Work instructions
a. Answer these from the passage on Khánh Ly:
(i) In what year did she marry Nguyễn Hoàng Đoan?
(ii) Which song did she sing when she won second prize at the contest at Norodom Stage?
(iii) From which novel did she take the two characters that make up her stage name?
b. Please carry on the passage on Khánh Ly, starting after its final sentence.

Extract
Khánh Ly (born as Nguyễn Thị Lệ Mai; 6 March 1945 in Hanoi) is a Vietnamese-American singer. She performed many songs written by Vietnamese composer Trịnh Công Sơn and rose to fame in the 1960s. She married South Vietnam journalist Nguyễn Hoàng Đoan in 1975.

Life and career

Early life
Khánh Ly was born to a traditional family and grew up in Hanoi. As a child, she would fall asleep to her father's soothing voice. His serenades planted inside her a love for music, which grew stronger every day against her family's wishes. In 1954, at the age of 9, she entered a small contest in the city of Hanoi singing Thơ Ngây; she did not win.

By 1956, she accompanied her mother to the southern regions of Vietnam. At the end of that very same year, she secretly entered a children's talent-search contest produced by Pháp-Á production at Norodom Stage in Saigon. Mai traveled to the contest by sneaking into the back of transport trucks and hitching a ride from Đà Lạt City to Saigon. She won second prize singing Pham Duy's famous song, Ngày Trở Về. Mai lost to child-star Quốc Thắng who would also later become an iconic figure in the music world. She was only 11.

1962–1966: Debut
Mai's musical career did not officially begin until she debuted at Club Anh Vũ on 43 Bùi Viện Street in Saigon when she was only 17 (1962). At this point, she adopted the stage name Khánh Ly, a combination of Khánh Kỵ and Yêu Ly, both are characters from Chronicles of the Eastern Zhou Kingdoms, her favorite novel. By the end of 1962, she relocated to Đà Lạt and stayed there for four years performing at various clubs and resorts. Night after night, she serenaded lovers, tourists, and the youths of Vietnam.

Extracted information

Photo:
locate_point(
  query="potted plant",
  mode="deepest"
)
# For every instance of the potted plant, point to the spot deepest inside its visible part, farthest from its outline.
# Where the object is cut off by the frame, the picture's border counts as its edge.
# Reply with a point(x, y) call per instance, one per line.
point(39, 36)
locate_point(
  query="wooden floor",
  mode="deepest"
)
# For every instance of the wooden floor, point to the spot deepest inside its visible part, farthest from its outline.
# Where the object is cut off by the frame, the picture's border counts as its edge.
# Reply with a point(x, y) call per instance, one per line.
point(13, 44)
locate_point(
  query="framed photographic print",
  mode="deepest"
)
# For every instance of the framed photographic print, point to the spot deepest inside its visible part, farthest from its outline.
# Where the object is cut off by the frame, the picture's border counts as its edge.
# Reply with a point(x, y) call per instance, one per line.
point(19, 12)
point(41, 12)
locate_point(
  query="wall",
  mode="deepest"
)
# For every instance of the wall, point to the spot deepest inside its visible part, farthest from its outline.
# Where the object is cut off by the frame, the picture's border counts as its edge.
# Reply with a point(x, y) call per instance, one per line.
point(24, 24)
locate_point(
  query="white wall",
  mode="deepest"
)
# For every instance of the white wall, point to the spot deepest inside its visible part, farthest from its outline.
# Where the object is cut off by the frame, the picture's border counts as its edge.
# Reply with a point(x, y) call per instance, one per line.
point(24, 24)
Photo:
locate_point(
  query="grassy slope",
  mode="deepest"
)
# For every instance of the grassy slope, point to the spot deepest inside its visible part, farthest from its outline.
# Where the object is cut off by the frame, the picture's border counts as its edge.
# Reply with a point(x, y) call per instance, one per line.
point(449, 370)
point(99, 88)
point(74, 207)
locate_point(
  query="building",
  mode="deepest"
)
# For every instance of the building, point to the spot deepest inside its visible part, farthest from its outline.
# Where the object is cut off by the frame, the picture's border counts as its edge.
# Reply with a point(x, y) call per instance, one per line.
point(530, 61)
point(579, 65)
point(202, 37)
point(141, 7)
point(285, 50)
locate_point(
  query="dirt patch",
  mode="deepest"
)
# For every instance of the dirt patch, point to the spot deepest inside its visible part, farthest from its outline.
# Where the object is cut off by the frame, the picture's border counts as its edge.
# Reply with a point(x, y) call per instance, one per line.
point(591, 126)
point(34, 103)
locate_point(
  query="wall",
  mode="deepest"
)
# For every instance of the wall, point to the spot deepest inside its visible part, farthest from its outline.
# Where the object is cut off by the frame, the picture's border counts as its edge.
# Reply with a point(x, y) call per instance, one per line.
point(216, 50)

Exercise results
a.
(i) 1975
(ii) Ngày Trở Về
(iii) Chronicles of the Eastern Zhou Kingdoms

b.
On a rainy night in 1964, she met Trịnh Công Sơn (TCS), at that time a young composer and a teacher at a school in Bảo Lộc. They became fast friends. Fascinated by her seductive voice, Trinh had asked her on several occasions to accompany him in his performances in Saigon. Still in love with the romantic hills of Da Lat, she declined.

1967–1975: Diva of Saigon
During a trip to Saigon in 1967, she ran into Trịnh on the busy streets of Lê Thánh Tôn. After several serenades and coffee at a small shop called Quán Văn, the legacy of Khánh Ly and Trịnh Công Sơn had begun.
Within the next several decades, Khánh Ly and Trịnh Công Sơn sang together at small coffee shops, clubs, and even on the steps of Văn Khoa University in Saigon (a liberal arts school). During the escalation of an unwanted and bloody war, his anti-war lyrics in the Yellow-Skin Songs and her luring voice appealed to those who grew weary of the battles and bloodshed; their plea for peace propelled them to the top. From the educating fields of large universities to the unknown and endless farm lands, she was heard, known, and hailed as "Nữ Hoàng Chân Đất" or "Nữ Hoàng Sân Cỏ." Together, Khánh Ly and Trịnh Công Sơn took the Vietnamese music world by storm. Their phenomenal fame gave her the chance to be the first Vietnamese woman to headline her own show. During the late 1960s to early 1970s, she also collaborated with multiple production companies and played a large part on the recorded tracks from famous videos such as the Phạm Mạnh Cương Program, Trường Sơn Centre, Sơn Ca Productions, Hoạ Mi, Jo Marcel Productions, etc.

Up until her emigration in 1975, Khánh Ly achieved unproportional fame around the world. She opened Club Khánh Ly on Tự Do Street in Saigon along with a small shop named Hội Quán Cây Tre, a gathering place for musicians and students alike. In addition, she was sponsored by the Vietnamese government to hold performances in Europe in order to promote the worldwide collaboration of the rising generation of Vietnamese students ("Nối Vòng Tay Lớn"). She also performed in the United States, Canada, and Japan at Osaka Fair in response to the invitation from Nippon Columbia Label (a large production company). Here, she recorded an album, featuring Trịnh Công Sơn's songs Diễm Xưa and Ca Dao Mẹ (sang in both languages), which went gold shortly after its debut. These songs became top hits in Japan and remained so for several decades. Khánh Ly was the first Vietnamese singer to achieve international fame.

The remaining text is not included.